Task to carry out => Retype the listing below, keeping every line the same.

Input data =>
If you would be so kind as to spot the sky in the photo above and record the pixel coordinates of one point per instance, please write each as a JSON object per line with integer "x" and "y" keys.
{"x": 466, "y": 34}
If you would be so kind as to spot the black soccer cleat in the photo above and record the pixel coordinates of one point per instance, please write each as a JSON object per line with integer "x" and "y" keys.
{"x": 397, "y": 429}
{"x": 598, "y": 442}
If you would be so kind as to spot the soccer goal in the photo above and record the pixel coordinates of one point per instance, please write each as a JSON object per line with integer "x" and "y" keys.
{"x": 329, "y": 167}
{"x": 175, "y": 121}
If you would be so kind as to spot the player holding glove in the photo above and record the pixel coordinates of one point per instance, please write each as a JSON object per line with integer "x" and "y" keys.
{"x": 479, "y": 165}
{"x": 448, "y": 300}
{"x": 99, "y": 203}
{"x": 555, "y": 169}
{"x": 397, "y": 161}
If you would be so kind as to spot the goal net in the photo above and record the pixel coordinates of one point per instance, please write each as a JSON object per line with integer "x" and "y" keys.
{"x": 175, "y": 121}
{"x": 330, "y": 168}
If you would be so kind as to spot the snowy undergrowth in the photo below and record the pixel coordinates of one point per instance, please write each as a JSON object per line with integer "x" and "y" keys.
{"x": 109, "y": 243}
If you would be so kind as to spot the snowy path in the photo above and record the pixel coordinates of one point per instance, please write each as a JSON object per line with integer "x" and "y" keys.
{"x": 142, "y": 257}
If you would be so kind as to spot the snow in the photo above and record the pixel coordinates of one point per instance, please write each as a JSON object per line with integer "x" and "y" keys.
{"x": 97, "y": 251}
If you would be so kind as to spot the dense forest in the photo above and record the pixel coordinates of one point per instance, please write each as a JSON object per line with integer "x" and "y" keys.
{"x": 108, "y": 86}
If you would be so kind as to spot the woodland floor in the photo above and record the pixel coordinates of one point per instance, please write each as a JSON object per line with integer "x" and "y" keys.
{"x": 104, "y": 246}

Reply to the task =>
If you would be so kind as to spot the sky in the photo above and record the pixel coordinates of one point per instance, please write each as a JSON object per line with integer "x" and "y" keys.
{"x": 466, "y": 34}
If you would be so kind as to spot the black soccer cleat in the photo above and record the pixel coordinates of one point per instance, please write each as a JSON object per line with integer "x" and "y" keys.
{"x": 397, "y": 429}
{"x": 598, "y": 442}
If you would be so kind as to spot the soccer goal in the photo above and record the pixel coordinates of one point per instance, please write each as a JSON object per line with integer "x" and "y" keys.
{"x": 329, "y": 167}
{"x": 175, "y": 121}
If you would be so kind as to spot the player holding glove in the photo above and record the pixel coordinates of one point per instance, please write each as a JSON object per line with integer "x" and "y" keys.
{"x": 479, "y": 165}
{"x": 448, "y": 300}
{"x": 99, "y": 203}
{"x": 555, "y": 169}
{"x": 397, "y": 161}
If you would be so kind as to spot the goal net in the photo above and record the pixel coordinates of one point per instance, please write each as a JSON object per line with integer "x" and "y" keys.
{"x": 175, "y": 121}
{"x": 330, "y": 168}
If you would be so kind as to spot the snowy undergrowth in the photo below and record the pixel coordinates of one point per instance, please write each as a JSON object per line with integer "x" and "y" keys.
{"x": 109, "y": 243}
If you would be so kind as to spot the snowy path in the photo above and record the pixel coordinates of one point per instance, please write each as a JSON object per line with integer "x" and "y" keys.
{"x": 142, "y": 257}
If you would be so kind as to spot the snow in the photo above and record the pixel coordinates of one point per instance, please write each as a JSON object per line with integer "x" and "y" keys.
{"x": 97, "y": 251}
If you would be so kind as to spot the dense forest in the photo above and record the pixel coordinates of one point per instance, please write each as a JSON object per line with integer "x" and "y" keys.
{"x": 108, "y": 86}
If you would be so kind as to spot the woodland floor in the photo above and record the pixel coordinates of one point per instance, please write each as a JSON object per line with integer "x" and "y" keys.
{"x": 104, "y": 246}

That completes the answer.